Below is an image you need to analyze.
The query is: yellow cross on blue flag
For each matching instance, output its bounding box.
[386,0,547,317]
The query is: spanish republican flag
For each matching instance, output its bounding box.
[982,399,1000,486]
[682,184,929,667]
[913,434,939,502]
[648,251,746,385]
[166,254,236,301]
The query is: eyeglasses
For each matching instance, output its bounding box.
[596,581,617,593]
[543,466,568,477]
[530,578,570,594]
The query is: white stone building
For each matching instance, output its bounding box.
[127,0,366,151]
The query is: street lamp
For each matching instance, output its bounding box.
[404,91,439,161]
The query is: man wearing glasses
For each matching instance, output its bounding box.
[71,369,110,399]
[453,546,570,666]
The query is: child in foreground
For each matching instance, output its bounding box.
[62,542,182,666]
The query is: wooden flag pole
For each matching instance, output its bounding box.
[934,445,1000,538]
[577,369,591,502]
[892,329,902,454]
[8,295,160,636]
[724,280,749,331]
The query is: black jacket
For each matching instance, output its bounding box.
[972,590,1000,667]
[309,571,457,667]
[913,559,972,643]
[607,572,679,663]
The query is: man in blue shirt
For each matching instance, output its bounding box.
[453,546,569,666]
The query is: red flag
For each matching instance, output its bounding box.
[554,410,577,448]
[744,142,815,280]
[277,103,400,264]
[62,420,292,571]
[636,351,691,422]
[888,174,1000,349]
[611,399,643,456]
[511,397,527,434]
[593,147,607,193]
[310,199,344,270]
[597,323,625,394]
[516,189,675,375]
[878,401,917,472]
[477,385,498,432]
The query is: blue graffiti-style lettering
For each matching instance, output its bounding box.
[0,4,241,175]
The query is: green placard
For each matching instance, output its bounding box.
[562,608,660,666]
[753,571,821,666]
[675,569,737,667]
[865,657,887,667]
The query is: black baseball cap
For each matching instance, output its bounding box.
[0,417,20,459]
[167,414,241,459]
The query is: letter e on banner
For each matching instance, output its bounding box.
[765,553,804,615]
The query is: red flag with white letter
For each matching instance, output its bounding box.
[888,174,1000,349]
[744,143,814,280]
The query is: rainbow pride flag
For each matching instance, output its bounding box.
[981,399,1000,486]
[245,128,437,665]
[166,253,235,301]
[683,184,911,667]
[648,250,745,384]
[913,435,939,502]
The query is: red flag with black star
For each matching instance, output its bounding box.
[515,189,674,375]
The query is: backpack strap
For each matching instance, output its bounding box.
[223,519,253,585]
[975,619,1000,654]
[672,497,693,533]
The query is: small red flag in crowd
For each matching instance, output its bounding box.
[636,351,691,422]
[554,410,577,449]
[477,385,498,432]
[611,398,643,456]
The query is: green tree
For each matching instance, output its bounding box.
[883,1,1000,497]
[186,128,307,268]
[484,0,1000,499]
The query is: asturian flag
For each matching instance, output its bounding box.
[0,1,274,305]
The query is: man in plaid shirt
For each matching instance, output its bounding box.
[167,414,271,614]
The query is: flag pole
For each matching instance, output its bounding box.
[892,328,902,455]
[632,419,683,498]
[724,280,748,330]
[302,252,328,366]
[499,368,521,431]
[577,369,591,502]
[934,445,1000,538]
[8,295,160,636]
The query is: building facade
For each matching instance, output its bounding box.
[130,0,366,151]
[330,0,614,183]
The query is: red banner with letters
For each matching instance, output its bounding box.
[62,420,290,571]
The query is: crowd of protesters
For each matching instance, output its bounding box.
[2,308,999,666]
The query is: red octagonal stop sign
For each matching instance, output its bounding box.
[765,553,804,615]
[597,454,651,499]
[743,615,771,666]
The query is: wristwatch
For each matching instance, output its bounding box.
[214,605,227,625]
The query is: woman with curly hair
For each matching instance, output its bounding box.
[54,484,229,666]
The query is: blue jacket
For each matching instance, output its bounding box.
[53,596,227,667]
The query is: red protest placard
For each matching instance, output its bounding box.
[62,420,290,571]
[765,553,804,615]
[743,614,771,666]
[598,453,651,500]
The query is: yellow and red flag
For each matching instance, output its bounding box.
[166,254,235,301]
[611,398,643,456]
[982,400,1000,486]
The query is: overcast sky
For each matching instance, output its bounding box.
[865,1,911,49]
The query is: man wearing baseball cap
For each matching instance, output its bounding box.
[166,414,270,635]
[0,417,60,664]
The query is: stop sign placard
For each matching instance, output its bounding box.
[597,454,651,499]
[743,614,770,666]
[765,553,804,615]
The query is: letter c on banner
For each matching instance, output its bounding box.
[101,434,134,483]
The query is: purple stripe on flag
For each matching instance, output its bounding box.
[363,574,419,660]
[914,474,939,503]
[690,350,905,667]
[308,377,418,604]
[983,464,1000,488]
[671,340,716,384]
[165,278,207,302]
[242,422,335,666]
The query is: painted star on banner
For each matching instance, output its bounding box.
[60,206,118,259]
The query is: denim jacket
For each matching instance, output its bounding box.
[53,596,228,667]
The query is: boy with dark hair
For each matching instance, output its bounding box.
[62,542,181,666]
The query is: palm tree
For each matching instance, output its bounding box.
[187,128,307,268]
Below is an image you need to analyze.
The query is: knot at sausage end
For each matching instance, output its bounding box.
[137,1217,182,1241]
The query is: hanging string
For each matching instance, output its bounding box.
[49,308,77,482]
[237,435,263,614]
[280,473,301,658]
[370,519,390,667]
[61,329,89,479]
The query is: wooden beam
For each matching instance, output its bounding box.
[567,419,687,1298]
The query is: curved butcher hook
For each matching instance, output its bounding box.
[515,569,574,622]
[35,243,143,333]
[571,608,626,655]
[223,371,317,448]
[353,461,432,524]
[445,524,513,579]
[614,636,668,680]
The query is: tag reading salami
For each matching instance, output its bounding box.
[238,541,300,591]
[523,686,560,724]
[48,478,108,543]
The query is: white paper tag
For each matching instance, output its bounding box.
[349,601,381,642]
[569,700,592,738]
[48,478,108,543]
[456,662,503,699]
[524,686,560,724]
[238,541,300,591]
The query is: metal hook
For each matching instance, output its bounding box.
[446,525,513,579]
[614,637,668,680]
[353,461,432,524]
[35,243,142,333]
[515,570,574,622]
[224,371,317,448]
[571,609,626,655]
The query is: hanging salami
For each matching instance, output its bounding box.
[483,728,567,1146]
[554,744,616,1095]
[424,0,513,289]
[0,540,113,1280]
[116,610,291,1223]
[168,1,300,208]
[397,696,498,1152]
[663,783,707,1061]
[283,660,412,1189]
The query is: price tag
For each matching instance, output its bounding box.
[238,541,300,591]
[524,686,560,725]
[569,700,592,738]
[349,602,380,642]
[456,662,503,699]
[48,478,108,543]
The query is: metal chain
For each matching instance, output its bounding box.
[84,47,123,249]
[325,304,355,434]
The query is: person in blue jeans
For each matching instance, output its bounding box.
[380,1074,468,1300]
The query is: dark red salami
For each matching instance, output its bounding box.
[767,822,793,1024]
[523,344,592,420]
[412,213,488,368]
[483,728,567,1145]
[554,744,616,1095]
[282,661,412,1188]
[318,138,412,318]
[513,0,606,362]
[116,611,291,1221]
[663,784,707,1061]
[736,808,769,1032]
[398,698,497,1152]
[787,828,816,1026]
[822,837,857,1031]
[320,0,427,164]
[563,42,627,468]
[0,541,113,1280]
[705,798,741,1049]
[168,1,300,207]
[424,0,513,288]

★ ★ ★ ★ ★

Work required
From the data above, extract every line in its exact form.

Your solution
Below is an image you need to analyze.
The query is: yellow cross on blue flag
For each matching instance, output its bounding box.
[386,0,547,317]
The query is: spanish republican flag
For each matching instance, output its bounding box.
[982,399,1000,486]
[682,184,929,667]
[913,434,939,502]
[648,251,746,385]
[166,254,236,301]
The query is: eyeglasses
For each matching instance, output its bounding box.
[596,581,617,593]
[543,466,568,477]
[530,578,570,594]
The query is: white stone building
For each matching instance, output its bounding box.
[127,0,366,151]
The query is: street lamp
For each matching instance, output its bounding box.
[404,91,439,161]
The query is: man wearing glasses
For each matching instance, output its bounding box.
[71,369,110,399]
[453,546,570,666]
The query is: child in foreground
For each matching instance, output its bounding box.
[62,542,182,666]
The query is: wooden flag pole
For each matching instance, output its bounding box.
[934,445,1000,538]
[577,369,591,502]
[892,329,902,454]
[8,295,160,636]
[724,280,749,331]
The query is: black jacket
For each matching instance, output its bounding box.
[972,590,1000,667]
[309,571,457,667]
[913,559,972,643]
[607,572,679,663]
The query is: man in blue shirt
For each matching instance, output its bounding box.
[453,546,569,666]
The query is: red flag
For each matching instance, output its bounding box.
[554,410,577,448]
[744,142,815,280]
[277,103,400,264]
[62,420,292,571]
[636,351,691,422]
[888,174,1000,349]
[611,399,643,456]
[511,397,527,434]
[593,147,607,193]
[310,199,344,270]
[597,323,625,394]
[516,189,675,375]
[878,401,917,472]
[477,385,498,432]
The query is: blue graffiti-style lettering
For each matching instance, output its bounding box.
[0,4,241,175]
The query is: green placard
For each matching instance, output its bounding box.
[562,608,660,666]
[753,571,821,666]
[675,569,737,667]
[865,657,887,667]
The query is: black baseball cap
For each matching instance, output its bounding box.
[0,417,20,459]
[167,414,241,459]
The query is: letter e on banner
For each matching instance, output its bounding box.
[765,553,804,615]
The query is: red flag with white letter
For each matching instance, output its bounding box.
[888,174,1000,349]
[744,143,814,280]
The query is: rainbow pride flag
For each matching instance, output its bounding box.
[981,399,1000,486]
[245,128,437,665]
[166,253,235,301]
[683,184,911,667]
[648,250,745,384]
[913,435,939,502]
The query is: red flag with black star
For each matching instance, output its bounding box.
[515,189,674,375]
The query is: backpack strap
For each matching instance, output its bounding box.
[223,519,253,585]
[975,619,1000,654]
[672,497,693,533]
The query is: small red flag in crowd
For each matching instance, output its bounding box.
[636,351,691,422]
[554,410,577,449]
[477,385,498,432]
[611,398,643,456]
The query is: green tree
For each matching instance, output its bounding box.
[883,1,1000,497]
[186,128,307,268]
[484,0,1000,499]
The query is: asturian flag
For each matching instance, output its bounding box.
[0,1,274,305]
The query is: man in plaid shirt
For each matching instance, output its bounding box.
[167,414,271,614]
The query is: flag pole
For each matching instance, output its bounding box.
[892,328,902,455]
[632,419,683,498]
[724,280,748,330]
[302,252,328,366]
[499,368,521,431]
[577,369,591,502]
[934,445,1000,538]
[8,295,160,636]
The query is: building facade
For each matching instance, output its bounding box.
[130,0,366,151]
[330,0,614,183]
The query is: red banner with letters
For each matching instance, output its bounding box.
[62,420,290,571]
The query is: crowd of protesters
For each matching instance, output its bounding box.
[2,308,999,666]
The query is: red octagonal stop sign
For each matching instance, output its bounding box.
[765,553,804,615]
[597,454,651,499]
[743,615,771,666]
The query is: wristwatch
For each matching instance, output its bounding box.
[214,605,227,625]
The query is: woman with curly hair
For each matching instance, output its bounding box.
[54,484,229,666]
The query is: blue jacket
For each matching instance, output its bounding box.
[53,596,227,667]
The query is: red protest placard
For each matching instance, output its bounding box.
[62,420,290,571]
[765,553,804,615]
[743,614,771,666]
[598,453,651,500]
The query is: yellow and red flag
For each matching instance, output its bounding box.
[166,254,235,301]
[611,398,643,456]
[982,400,1000,486]
The query is: overcast sky
For each matching instance, output its bounding box.
[865,1,911,49]
The query is: man wearing baseball cap
For each matching instance, output its bounding box.
[166,414,270,635]
[0,417,60,664]
The query is: stop sign placard
For each matching instance, output its bounding box.
[597,454,651,499]
[743,614,770,666]
[765,553,804,615]
The query is: letter c on banner
For each matching instance, output its bounding box.
[101,434,134,483]
The query is: purple stripe on flag
For each matching instance, output its bounding box.
[363,574,419,660]
[914,474,939,503]
[690,350,905,667]
[308,377,418,604]
[983,464,1000,488]
[671,340,716,384]
[165,278,207,302]
[242,422,335,666]
The query is: painted star on banner
For each matching instance, output its bounding box.
[60,206,118,259]
The query is: denim jacket
For each matching instance, output its bounding box.
[53,596,228,667]
The query is: boy with dark hair
For each matching instance, output its bounding box.
[62,542,181,666]
The query is: palm tree
For each matching instance, output its bounding box.
[187,128,307,268]
Below is an image you need to analyze.
The query is: knot at sausage end
For each matching instance, output its bounding box.
[137,1217,182,1241]
The query is: hanging string
For each matching instance, output its bounding box.
[49,308,77,482]
[237,435,263,614]
[280,473,301,658]
[370,519,390,667]
[61,329,89,479]
The query is: wooden beam
For each matching instance, output its bounding box.
[567,419,687,1298]
The query is: curved butcher hook
For each matching instance, output its bounding box.
[515,569,574,622]
[35,243,143,333]
[571,608,626,655]
[223,371,317,448]
[353,461,432,524]
[445,524,513,579]
[614,636,668,680]
The query is: tag reading salami
For each matching instance, output its bounding box.
[238,541,300,591]
[523,686,560,724]
[48,478,108,543]
The query is: white paper tag
For each matching instance, output its bounding box.
[349,601,381,642]
[569,700,592,738]
[48,478,108,543]
[456,662,503,699]
[524,686,560,724]
[238,541,300,591]
The query is: metal hook
For each matching instance, output its bounding box.
[446,525,513,579]
[614,637,668,680]
[353,461,432,524]
[35,243,142,333]
[515,570,574,622]
[224,371,317,448]
[571,609,626,655]
The query is: hanging salami
For each matching instance, output its bounding box.
[483,728,567,1146]
[554,744,616,1095]
[424,0,513,289]
[0,540,113,1280]
[116,610,291,1223]
[168,1,300,208]
[397,696,498,1152]
[663,783,707,1061]
[283,660,412,1189]
The query is: price tag
For each matching instance, output its bounding box.
[238,541,300,591]
[524,686,560,725]
[569,700,592,738]
[349,602,380,642]
[456,662,503,699]
[48,478,108,543]
The query is: metal chain
For each matching instance, output its bounding box.
[84,47,123,249]
[325,304,355,434]
The query is: person in blue jeans
For each matching instance, output its bounding box.
[380,1074,468,1300]
The query is: dark red salami
For each matching instance, output its bounding box.
[767,822,793,1024]
[523,344,592,420]
[412,213,488,368]
[483,728,567,1145]
[554,744,616,1095]
[282,661,412,1188]
[318,138,412,318]
[513,0,606,362]
[116,611,291,1221]
[663,784,707,1061]
[736,808,769,1032]
[398,698,497,1152]
[787,828,816,1026]
[822,837,857,1031]
[320,0,427,164]
[563,42,627,468]
[0,541,113,1280]
[705,798,741,1049]
[168,1,300,207]
[424,0,513,288]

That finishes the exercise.